Exercise objective: Look through the records below for the line with "formatted like (134,563)" and the line with "formatted like (181,49)", then return those lines and all lines between, exactly.

Data section:

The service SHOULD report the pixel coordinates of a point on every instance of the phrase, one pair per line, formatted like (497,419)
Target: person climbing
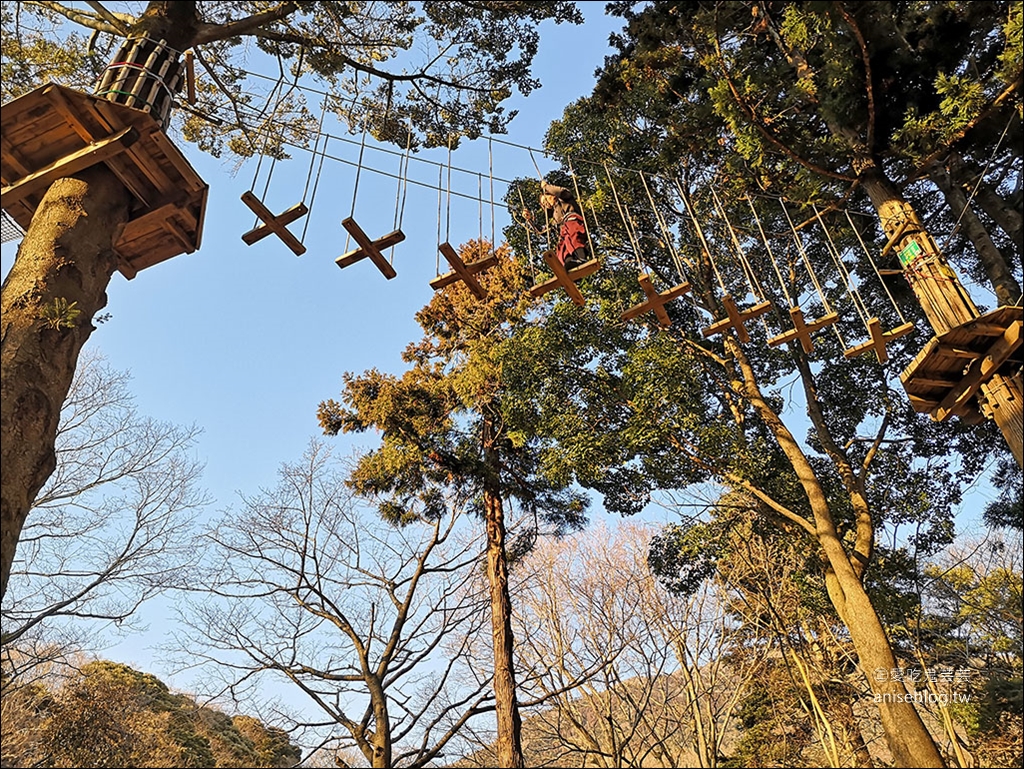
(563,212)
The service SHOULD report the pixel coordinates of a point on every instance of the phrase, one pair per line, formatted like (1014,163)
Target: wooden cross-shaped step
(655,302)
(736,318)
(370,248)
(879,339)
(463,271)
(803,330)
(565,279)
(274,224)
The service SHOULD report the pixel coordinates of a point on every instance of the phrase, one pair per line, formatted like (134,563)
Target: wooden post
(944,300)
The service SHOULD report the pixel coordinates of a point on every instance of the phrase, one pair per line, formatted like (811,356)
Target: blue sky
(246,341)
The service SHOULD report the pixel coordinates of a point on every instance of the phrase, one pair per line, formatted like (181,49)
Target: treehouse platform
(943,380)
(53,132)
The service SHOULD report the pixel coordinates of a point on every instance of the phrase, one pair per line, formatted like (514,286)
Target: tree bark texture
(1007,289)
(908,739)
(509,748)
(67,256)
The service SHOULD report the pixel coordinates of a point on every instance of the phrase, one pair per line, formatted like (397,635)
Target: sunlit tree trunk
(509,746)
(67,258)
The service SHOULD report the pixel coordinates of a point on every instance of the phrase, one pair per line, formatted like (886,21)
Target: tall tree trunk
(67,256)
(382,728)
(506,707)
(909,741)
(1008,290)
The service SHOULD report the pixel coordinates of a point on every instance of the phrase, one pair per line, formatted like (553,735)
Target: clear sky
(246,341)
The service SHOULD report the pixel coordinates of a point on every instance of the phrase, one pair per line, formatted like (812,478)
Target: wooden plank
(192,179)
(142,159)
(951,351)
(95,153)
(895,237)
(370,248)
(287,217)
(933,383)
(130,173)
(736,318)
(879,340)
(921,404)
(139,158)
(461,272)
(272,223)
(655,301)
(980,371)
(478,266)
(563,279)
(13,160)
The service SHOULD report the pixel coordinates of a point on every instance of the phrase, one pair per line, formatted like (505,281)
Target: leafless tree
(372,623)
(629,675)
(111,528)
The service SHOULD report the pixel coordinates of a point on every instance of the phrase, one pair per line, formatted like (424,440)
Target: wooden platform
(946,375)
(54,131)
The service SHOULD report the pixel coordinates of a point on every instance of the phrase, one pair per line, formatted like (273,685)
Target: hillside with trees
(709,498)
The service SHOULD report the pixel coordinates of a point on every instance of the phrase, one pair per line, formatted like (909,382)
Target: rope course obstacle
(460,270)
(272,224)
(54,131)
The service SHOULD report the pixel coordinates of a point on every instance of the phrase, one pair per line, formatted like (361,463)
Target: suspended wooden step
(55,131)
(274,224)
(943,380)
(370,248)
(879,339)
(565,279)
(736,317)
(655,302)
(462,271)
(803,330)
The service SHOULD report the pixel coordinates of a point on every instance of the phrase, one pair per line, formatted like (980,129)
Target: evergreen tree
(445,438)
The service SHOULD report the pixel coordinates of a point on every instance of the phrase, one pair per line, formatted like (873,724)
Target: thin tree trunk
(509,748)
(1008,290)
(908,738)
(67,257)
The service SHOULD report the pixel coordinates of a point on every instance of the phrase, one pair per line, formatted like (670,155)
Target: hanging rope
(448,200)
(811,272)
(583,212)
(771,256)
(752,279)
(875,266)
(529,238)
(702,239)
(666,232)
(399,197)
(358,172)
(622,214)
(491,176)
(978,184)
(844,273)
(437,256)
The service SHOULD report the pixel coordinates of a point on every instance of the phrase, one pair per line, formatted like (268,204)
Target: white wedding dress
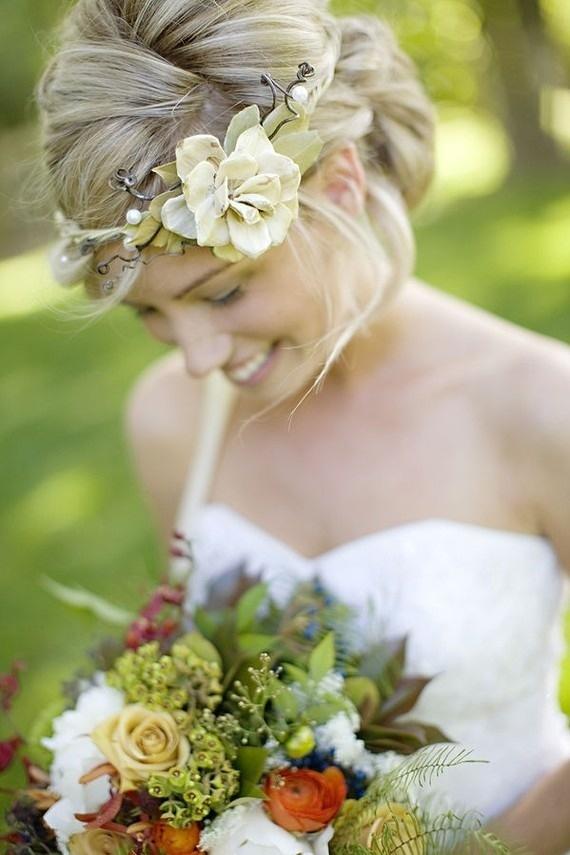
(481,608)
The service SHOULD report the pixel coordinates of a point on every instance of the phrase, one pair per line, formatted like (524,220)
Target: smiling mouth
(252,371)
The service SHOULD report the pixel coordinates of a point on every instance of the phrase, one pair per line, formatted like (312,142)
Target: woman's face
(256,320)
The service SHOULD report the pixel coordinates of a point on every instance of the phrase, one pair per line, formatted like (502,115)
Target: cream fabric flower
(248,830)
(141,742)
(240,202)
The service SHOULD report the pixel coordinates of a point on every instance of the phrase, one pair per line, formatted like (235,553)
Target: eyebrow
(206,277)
==
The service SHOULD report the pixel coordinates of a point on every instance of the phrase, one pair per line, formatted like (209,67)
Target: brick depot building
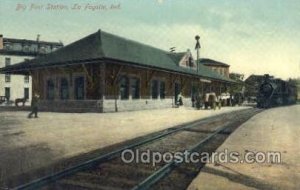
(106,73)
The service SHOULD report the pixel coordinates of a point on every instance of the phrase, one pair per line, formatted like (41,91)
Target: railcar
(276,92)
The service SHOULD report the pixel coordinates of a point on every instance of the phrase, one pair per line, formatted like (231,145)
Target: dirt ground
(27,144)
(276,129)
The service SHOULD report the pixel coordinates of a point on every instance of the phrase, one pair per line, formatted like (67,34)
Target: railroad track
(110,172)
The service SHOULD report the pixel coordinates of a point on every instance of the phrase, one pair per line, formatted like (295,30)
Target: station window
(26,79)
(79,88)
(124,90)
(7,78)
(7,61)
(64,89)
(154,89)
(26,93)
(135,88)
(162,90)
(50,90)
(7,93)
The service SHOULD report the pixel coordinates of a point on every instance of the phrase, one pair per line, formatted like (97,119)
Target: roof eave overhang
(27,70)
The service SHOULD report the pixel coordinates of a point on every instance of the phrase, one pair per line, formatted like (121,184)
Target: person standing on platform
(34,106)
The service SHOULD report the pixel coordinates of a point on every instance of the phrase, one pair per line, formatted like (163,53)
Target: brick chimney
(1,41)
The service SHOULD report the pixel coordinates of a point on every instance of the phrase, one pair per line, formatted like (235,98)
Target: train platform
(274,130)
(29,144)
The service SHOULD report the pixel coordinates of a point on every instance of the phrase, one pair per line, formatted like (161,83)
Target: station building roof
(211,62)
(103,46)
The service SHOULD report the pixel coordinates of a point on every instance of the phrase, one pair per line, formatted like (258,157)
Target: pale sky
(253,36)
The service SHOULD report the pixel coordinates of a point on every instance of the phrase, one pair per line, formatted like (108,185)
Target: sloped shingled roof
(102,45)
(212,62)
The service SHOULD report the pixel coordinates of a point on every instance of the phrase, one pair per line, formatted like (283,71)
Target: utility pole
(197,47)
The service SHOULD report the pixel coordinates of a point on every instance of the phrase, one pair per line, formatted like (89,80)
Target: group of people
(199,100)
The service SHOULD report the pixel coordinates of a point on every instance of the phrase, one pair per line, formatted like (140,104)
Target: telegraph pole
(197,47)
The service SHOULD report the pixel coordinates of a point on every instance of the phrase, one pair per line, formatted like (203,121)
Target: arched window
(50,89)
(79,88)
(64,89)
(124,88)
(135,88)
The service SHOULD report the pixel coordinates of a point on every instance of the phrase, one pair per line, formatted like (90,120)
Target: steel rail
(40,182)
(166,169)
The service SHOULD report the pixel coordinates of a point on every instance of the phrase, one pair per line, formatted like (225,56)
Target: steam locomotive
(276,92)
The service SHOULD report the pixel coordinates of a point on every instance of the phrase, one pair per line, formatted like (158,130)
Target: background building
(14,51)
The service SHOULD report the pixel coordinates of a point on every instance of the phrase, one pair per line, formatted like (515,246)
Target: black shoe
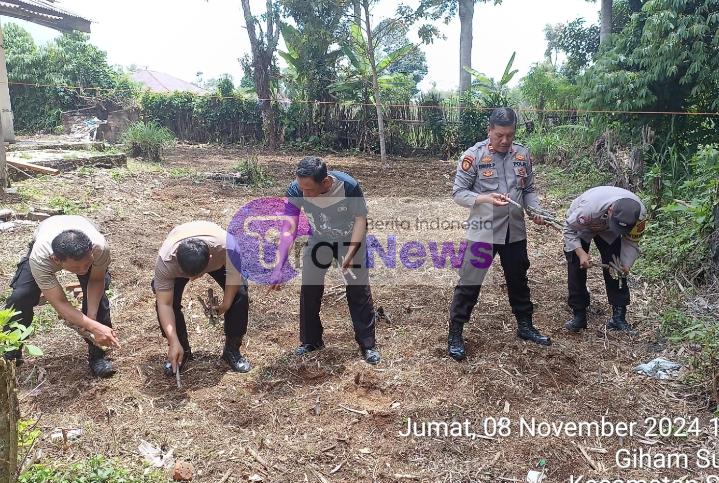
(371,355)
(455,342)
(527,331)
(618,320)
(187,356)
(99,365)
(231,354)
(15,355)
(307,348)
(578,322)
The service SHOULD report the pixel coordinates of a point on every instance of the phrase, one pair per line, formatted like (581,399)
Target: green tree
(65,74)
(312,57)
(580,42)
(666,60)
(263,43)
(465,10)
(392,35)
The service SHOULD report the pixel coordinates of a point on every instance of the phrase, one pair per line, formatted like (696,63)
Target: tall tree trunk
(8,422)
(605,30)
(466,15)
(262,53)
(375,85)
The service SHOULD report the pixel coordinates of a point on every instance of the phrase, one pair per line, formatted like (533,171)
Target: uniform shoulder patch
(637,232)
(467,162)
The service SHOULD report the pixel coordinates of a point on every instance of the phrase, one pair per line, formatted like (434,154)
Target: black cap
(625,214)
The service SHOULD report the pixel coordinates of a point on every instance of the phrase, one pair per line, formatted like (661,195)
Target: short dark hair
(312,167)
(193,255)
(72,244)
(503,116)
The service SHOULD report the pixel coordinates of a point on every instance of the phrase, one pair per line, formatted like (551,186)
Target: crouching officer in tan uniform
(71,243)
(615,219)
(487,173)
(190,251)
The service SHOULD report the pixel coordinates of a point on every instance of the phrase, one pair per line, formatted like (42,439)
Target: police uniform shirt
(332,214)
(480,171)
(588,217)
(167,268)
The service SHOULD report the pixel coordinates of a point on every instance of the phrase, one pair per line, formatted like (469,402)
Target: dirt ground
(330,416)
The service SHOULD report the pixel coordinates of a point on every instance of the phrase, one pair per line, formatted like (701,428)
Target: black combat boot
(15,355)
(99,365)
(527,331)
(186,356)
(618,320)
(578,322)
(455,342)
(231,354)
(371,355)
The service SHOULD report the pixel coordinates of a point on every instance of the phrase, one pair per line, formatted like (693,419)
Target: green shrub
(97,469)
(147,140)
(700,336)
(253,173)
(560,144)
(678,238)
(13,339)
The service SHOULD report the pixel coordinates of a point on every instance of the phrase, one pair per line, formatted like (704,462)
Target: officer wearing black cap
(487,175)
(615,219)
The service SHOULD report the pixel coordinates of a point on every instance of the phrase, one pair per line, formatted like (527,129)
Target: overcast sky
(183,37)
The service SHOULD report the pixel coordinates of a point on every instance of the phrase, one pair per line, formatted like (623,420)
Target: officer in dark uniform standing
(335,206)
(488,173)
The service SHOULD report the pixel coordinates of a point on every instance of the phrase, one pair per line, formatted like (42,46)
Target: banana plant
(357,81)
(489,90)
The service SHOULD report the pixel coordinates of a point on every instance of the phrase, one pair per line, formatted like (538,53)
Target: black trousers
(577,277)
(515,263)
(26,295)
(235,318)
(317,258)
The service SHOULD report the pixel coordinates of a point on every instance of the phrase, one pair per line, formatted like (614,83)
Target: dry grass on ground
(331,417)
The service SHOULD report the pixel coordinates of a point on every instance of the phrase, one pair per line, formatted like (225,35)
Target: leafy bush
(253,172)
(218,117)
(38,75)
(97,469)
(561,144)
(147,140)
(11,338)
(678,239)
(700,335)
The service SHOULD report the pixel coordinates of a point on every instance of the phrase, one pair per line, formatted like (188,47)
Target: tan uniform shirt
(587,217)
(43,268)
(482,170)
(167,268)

Answer for the task:
The service SHOULD report the pixel coordinates of a point on every instance of the phrase, one pair per line, formatted like (134,563)
Target: wooden post
(944,300)
The service SHOULD report the pixel coordinates of a point on every instance of the phrase, one pair per line, formatted like (811,356)
Target: blue sky
(246,341)
The service SHOULD report the pixel coordinates of a point on every instance of the phrase, one pair per line, formatted like (181,49)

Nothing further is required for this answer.